Евгений Добренко - Политэкономия соцреализма
Раздается мягкая мелодия. Это по радио передают симфонию Шуберта. Я тихонько подпеваю, и сразу же отлегло от души. Стало радостно и спокойно. Передо мной прошел тридцатый год. Я снова наполнился уверенностью в том, что все будет хорошо, по–другому, и эти бессонные, штурмовые ночи отойдут…» (С. 155).
Важен, однако, не сам «показ тяжелых будней» (который позже будет восприниматься как «очернительство»), но способы снятия этой «тяжести», вытеснения настоящего, реальности, которая маркировалась как «азиатчина». Именно Америка помогает директору завода совершить переход от машинизма к «классовому» пониманию проблемы. Именно там он понял, что завод – это домен новых производственных отношений: «Объезжая заводы, я глазами своими видел, как производительные силы перерастали тесные капиталистические рамки. Заводы работали в треть оборота, сдерживая себя, растаптывая свое техническое изобилие. И каждый раз, когда я наблюдал эту растрату накопленных сил, их медленное разрушение хотя бы тем, что заводы работали не полную неделю, я с завистью мечтал: «Нам бы эти умные машины, станки, автоматы–уникум, прекрасную организацию производства»» (С. 55).
Однако эта классовая утопия столкнулась с «расейщиной», а оппозиция социализм/капитализм оказалась полностью поглощенной оппозицией Россия/Америка. «Кустарщина с первых же дней пробралась на завод величайшей точности и путала все наши карты, – вспоминает директор. – Мы метались от одного «узкого места» в производстве к другому, штопая их, а они возникали сразу в нескольких местах. Хаос царил во всем […] царила такая незразбериха, что люди теряли заказы на инструмент, забывали о самом главном, метались из стороны в сторону» (С. 60–62). И все же завод пустить удалось, и в этом директор увидел роль примера, воспитания: «Мы дали первый бой кустарщине и азиатчине» (С. 69).
Воспитательный дискурс играет важную роль не только в деле «перековки», но в самом процессе легитимации этого «вытесняющего» нарратива: реальность должна оставаться все время «чужой» для того, чтобы ею можно было овладевать. Эта установка отличает дискурс «ЛСТ» от дискурса «Былей». Сам воспитательный импульс вполне романтичен: преувеличивая возможности «переделки человека», он игнорирует косность «человеческого материала». «Когда поставили молодняк на работу, ребята чуть не целовали станки. Но не прошло и трех месяцев, как эти же ребята стали обращаться с машиной, точно с пеньком. Вместо того чтобы отвернуть гайку ключом, они отворачивали кувалдой. Станки заросли грязью. Кто виноват в этом? Руководители виноваты, мы с вами, товарищи, виноваты! Молодого рабочего приучили к грязи с первых же дней его работы на заводе» (С. 90).

———

## Задание:
Продолжите отрывок о политэкономии соцреализма, начав сразу после его последнего предложения.

## Исходный материал:
———

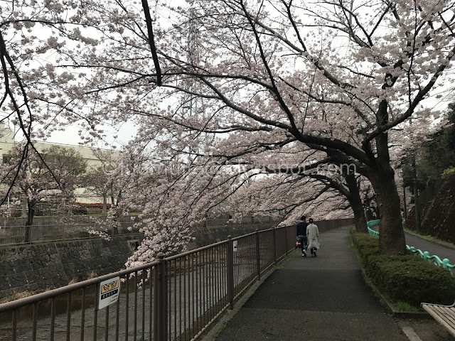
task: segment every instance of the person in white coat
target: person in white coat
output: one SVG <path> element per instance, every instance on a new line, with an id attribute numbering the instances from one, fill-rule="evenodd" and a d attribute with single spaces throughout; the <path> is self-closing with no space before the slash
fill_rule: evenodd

———

## Результат:
В этих рассуждениях парторга «молодняк» рассматривается как этакий «чистый лист», на котором умелые «руководители» должны только научиться писать правильные письмена. Между тем «культурный рабочий» не рождался прямо из вчерашнего «лапотного крестьянина». Если и происходит рождение, то вполне маргинального персонажа, зависшего между деревней и городом и очень быстро «перековавшегося» в обычного «мещанина», которого так боялся Горький и ради борьбы с которым и затеял свое предприятие. «Мелкобуржуазное нутро» нового «пролетария», конечно, редко приобретало утрированно–гротескные черты персонажей Зощенко или Булгакова, но фактически в ходе индустриализации рождался вполне «культурный крестьянин», оторванный, впрочем, от земли (что лишало смысла сам «процесс перековки»). Его автопортрет мы и находим в «ЛСТ».
«Самое лучшее время у меня, я считаю, здесь началось. В деревне я так и был бы трактористом. Может, продвинулся, бригадиром стал бы, но это через долгое время. А здесь я за два года вон куда попал. Понятия больше получишь с людьми. В совпартшколе учусь. За два года я больше вырос, чем в деревне за все время, какое я там жил. Там я не имел ничего. Если бы не приехал сюда, так, может быть, одна фуфайка и была бы, а может быть, и ее не осталось бы» (С. 396).
Что же произошло здесь с Г. Ремизовым? «На строительстве я получал семьдесят рублей, а в ФЗУ – сорок восемь рублей стипендии. А на заводе первый месяц проработал, заусеницы скидывал, и сразу за две недели сто два рубля отхватил. Никогда столько сразу не зарабатывал. Купил тогда себе подушку, мыло, щетку зубную, порошок. В деревне зубы не чистил, а когда сюда приехал, увидел – как утро, все со щетками идут, и меня поинтересовало щетку взять. Купил еще полотенце. В другой раз получил получку – купил костюм. Костюм черный, суконный, хороший костюм. Галстук я тоже не носил, не уважал. Сразу одеть его как‑то трудно покажется: непривычен я. Дальше больше пошло. Купил я еще рубашку, пальто купил и два галстука взял, раза два надел. Так валяются они. В деревне их не носят, а тут, вижу, носят. На кого ни гляжу – галстук. Ну, уж взял попробовать» (С. 397).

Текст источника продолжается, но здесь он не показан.